* Your task
Reproduce, unchanged, the stretch of the listing below that opens with the line containing "Can you find the dense" and closes with the line containing "point(44, 142)", including both of those lines. Output nothing else.

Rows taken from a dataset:
— BEGIN —
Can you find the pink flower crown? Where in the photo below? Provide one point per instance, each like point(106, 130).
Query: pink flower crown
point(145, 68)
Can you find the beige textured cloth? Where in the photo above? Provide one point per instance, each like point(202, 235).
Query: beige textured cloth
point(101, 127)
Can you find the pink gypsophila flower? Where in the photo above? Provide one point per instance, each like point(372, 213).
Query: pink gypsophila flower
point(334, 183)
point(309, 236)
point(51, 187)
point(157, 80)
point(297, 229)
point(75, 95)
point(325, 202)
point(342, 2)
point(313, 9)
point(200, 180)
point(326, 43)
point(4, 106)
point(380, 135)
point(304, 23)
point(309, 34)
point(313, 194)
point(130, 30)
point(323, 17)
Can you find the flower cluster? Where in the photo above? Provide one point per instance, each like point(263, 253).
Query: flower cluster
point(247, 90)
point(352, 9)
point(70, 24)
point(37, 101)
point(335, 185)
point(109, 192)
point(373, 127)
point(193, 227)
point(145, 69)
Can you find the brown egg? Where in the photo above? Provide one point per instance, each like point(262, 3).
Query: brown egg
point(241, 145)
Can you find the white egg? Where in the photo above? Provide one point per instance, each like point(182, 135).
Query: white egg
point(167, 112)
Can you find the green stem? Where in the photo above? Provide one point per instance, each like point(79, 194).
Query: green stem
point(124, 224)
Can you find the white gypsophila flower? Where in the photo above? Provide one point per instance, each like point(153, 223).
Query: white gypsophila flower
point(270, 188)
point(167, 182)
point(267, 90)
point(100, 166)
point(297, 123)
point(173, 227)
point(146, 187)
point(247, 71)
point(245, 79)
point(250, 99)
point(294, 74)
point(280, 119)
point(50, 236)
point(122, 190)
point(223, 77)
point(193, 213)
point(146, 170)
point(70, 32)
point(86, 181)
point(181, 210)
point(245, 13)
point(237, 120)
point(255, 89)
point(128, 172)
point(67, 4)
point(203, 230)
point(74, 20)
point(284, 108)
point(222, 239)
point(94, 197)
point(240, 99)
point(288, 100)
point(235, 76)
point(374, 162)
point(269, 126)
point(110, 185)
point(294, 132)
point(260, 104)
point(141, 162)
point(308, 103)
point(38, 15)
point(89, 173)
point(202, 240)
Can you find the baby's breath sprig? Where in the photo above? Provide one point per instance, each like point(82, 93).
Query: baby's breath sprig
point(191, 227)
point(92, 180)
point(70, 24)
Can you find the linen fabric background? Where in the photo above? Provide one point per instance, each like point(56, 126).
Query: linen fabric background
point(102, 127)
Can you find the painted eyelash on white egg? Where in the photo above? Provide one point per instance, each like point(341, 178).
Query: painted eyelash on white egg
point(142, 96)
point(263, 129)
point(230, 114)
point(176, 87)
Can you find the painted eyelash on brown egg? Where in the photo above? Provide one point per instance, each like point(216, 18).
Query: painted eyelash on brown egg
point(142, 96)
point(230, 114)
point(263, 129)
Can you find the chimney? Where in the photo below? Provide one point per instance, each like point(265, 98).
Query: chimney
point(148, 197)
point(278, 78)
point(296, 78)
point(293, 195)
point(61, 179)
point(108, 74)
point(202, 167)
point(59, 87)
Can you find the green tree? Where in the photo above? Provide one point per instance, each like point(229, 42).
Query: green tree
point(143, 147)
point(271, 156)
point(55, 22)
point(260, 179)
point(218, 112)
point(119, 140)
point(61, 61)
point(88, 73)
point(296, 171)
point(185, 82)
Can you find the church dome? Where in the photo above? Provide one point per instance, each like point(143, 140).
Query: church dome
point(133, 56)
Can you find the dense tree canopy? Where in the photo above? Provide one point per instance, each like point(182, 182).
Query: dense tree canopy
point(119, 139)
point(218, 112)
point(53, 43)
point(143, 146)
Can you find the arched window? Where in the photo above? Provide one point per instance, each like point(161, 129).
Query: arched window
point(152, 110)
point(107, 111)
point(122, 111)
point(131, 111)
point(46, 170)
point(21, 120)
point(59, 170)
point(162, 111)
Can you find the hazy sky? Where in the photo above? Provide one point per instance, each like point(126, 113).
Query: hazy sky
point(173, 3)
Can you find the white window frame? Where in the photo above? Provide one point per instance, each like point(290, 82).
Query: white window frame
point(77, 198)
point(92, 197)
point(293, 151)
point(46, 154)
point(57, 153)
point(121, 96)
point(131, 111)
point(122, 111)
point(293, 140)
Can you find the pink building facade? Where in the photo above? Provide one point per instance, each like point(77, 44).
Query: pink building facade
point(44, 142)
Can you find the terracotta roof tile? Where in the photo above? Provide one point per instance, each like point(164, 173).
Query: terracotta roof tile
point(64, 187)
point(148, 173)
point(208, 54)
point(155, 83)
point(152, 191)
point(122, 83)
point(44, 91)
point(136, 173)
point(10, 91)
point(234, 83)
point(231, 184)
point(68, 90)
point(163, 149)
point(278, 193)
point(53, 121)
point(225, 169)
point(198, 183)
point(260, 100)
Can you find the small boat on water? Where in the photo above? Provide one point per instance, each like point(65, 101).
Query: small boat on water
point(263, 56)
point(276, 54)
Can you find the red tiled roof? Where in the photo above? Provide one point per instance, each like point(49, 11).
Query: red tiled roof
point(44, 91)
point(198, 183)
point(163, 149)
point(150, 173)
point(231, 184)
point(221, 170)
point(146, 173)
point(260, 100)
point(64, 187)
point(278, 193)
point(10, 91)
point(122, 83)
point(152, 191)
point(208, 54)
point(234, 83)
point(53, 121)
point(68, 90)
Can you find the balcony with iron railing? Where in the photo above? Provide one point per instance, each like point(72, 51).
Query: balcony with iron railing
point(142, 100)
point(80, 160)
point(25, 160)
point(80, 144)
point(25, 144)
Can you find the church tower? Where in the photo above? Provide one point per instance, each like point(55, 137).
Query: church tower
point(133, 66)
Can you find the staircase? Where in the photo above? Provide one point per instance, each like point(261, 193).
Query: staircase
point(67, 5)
— END —
* Reply to the task
Can you find the dense tree canopy? Where in the photo above? Provide one point per instance, each like point(182, 182).
Query: dense tree canopy
point(119, 139)
point(218, 112)
point(53, 43)
point(143, 146)
Can you find the arched window? Where in the photo above? Provide one point per instance, each like point(161, 129).
Query: arched window
point(152, 110)
point(107, 111)
point(122, 111)
point(131, 111)
point(46, 170)
point(21, 120)
point(59, 170)
point(162, 111)
Can you find the hazy sky? Where in the photo above? Provide one point per instance, each like point(126, 113).
Query: hazy sky
point(173, 3)
Can you find the white window frame? Where in the photo above? Provide one point per instance, each like point(290, 82).
Query: white window frame
point(77, 198)
point(92, 197)
point(293, 151)
point(46, 154)
point(57, 153)
point(121, 96)
point(131, 111)
point(122, 111)
point(293, 140)
Can you find the pink building facade? Where in the photo above? Provide one point per instance, each like point(77, 44).
Query: pink building facade
point(44, 142)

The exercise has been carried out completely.